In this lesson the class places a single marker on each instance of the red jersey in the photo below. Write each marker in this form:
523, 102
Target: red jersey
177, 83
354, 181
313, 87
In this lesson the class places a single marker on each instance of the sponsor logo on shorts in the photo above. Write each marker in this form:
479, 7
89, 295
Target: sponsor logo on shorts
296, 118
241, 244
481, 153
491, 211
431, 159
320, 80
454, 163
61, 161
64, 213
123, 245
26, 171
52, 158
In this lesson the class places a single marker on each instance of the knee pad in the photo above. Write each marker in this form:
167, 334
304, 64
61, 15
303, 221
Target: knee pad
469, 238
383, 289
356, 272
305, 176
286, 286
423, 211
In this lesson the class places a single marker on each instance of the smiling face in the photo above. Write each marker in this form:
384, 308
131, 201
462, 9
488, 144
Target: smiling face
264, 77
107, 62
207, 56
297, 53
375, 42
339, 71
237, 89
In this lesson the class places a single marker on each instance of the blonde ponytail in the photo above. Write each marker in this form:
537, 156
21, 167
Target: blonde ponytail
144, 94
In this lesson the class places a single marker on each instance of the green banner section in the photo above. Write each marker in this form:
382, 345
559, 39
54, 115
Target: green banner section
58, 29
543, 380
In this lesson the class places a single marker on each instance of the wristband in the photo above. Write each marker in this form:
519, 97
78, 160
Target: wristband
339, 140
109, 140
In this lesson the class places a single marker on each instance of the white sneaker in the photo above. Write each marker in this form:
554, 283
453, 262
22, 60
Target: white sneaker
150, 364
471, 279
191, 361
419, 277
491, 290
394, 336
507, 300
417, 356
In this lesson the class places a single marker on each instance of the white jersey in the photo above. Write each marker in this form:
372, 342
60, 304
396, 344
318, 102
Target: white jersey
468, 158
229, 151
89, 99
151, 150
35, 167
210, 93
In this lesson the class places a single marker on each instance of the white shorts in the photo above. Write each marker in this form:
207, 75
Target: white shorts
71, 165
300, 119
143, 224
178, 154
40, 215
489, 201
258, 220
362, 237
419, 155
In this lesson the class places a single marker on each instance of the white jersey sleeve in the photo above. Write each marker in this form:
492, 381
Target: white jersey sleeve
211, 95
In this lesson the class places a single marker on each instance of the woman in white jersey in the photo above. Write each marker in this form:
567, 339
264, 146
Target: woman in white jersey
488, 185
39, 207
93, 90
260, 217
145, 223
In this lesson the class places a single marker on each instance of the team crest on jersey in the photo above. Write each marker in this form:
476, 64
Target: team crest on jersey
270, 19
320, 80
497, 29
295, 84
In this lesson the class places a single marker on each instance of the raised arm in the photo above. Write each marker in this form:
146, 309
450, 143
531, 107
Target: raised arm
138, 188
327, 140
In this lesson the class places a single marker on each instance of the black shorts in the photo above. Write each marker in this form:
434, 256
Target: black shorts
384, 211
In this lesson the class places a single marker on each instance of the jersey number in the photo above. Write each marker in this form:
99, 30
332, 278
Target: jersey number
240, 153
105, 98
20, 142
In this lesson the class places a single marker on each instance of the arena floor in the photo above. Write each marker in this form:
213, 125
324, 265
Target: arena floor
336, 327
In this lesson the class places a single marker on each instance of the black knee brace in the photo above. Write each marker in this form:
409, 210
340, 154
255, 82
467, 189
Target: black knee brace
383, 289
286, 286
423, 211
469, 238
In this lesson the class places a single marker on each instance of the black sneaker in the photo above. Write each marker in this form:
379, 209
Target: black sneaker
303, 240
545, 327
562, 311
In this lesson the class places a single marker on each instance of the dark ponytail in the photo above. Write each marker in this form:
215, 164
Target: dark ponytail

----

Activity »
Restate the entire listing verbatim.

Answer to the problem »
In this lesson the class places a single marker on each instance of the red jersey in the photo below. Write each marker in this form:
523, 102
Target: red jersey
177, 83
354, 181
313, 87
In this lesson the class places a single marker on each instance of the sponsor logo on shorts in the photo above. Write each marker in this form:
479, 7
89, 295
Target: sponsor logo on shorts
296, 118
241, 244
481, 153
491, 211
431, 159
320, 80
454, 163
61, 161
64, 213
123, 245
26, 171
52, 158
In this lesson the class places a single marker on each instance of the knee pad in the photo above. Write each marker in this form:
167, 334
304, 64
61, 15
303, 221
Target: knee pad
469, 238
383, 289
356, 272
305, 176
286, 286
423, 211
In this lesson the class places a single marker on each instance of the smiling face in the photo above. Write each marker in this form:
384, 308
131, 201
462, 9
488, 144
Target: smiling face
264, 77
107, 62
207, 56
297, 53
375, 42
339, 71
237, 89
In this lesson the class places a single marker on each instance of the blonde ponytail in the photo above. Write each marker in this form:
537, 156
21, 167
Target: blonde ponytail
144, 94
In this lesson the class places a single marker on each instance of the green banner section in the photo above. Write each marker in this form:
382, 345
559, 39
54, 115
Target: green banner section
58, 29
543, 380
In this lesson the class places a single marker on each instance of the wristband in the photo above. Write each marker in this form:
519, 97
78, 160
Target: wristband
339, 140
109, 140
In this lesson the class places a single marker on each instance of the white sneaker in the photo above. Write each marker in this form:
554, 283
453, 262
22, 60
Target: white sneaker
150, 364
471, 279
191, 361
419, 277
491, 290
394, 336
507, 300
417, 356
In this lesson the class places a single marker on each instance of the white jersey in the photo above. Write each marker in this form:
372, 342
60, 304
396, 344
318, 102
Target: white jersey
468, 158
229, 151
89, 99
151, 150
35, 167
210, 93
In this lesson the class places a single marker on each instance of the white shorts in the photo above. Write each marker in this form:
207, 75
Target: white shorts
71, 165
300, 119
143, 224
178, 154
40, 215
489, 201
258, 220
362, 237
419, 155
In this lesson the class places a single marker on each instance of the white jersey sleeve in the photo above. Write each marker in this form:
492, 381
Target: white jersey sleeve
211, 95
In this lesson the class places a single marker on each instance of the woman in white jersey in the photo above. Write each marker in this form:
567, 339
264, 146
Target: woman in white jersey
488, 185
39, 207
93, 90
260, 217
145, 223
In this lesson the class places a single marker on each instance of the team crest on jersey in the photo above. Write each marker in this form:
476, 64
Target: team crest on jersey
270, 19
320, 80
497, 29
295, 84
In this lesson the class places a single marker on each instance of the raised arm in the photo above. Write each marker in this form:
146, 309
450, 143
531, 107
Target: raised arm
138, 188
327, 140
In this lesson the class places a single marker on each instance of the black shorts in the photo above. Write each marker in this form:
434, 256
Target: black shorts
384, 211
In this lesson the class places a single marker on each instance of the jersey number in the photo above. Write each marker in this form:
99, 30
332, 278
Target: jersey number
240, 153
105, 98
20, 142
In this lesson the class places a single marker on each instance of the arena floor in the photo above. Write each marker in this form:
213, 125
324, 265
Target: arena floor
336, 327
In this lesson the class places a single marker on each instance of the black knee brace in the photo above. Write each marker in this form:
409, 210
340, 154
255, 82
467, 189
Target: black knee brace
383, 289
286, 286
423, 211
469, 238
In this lesson the class places a single marker on each instance of the black sneaker in the photo above. Write each marker in this form:
379, 209
Target: black sneaker
303, 240
545, 327
562, 311
In this lesson the class places a single marker on each instance of the dark ponytail in the photo above. Write each marker in this form:
215, 164
Target: dark ponytail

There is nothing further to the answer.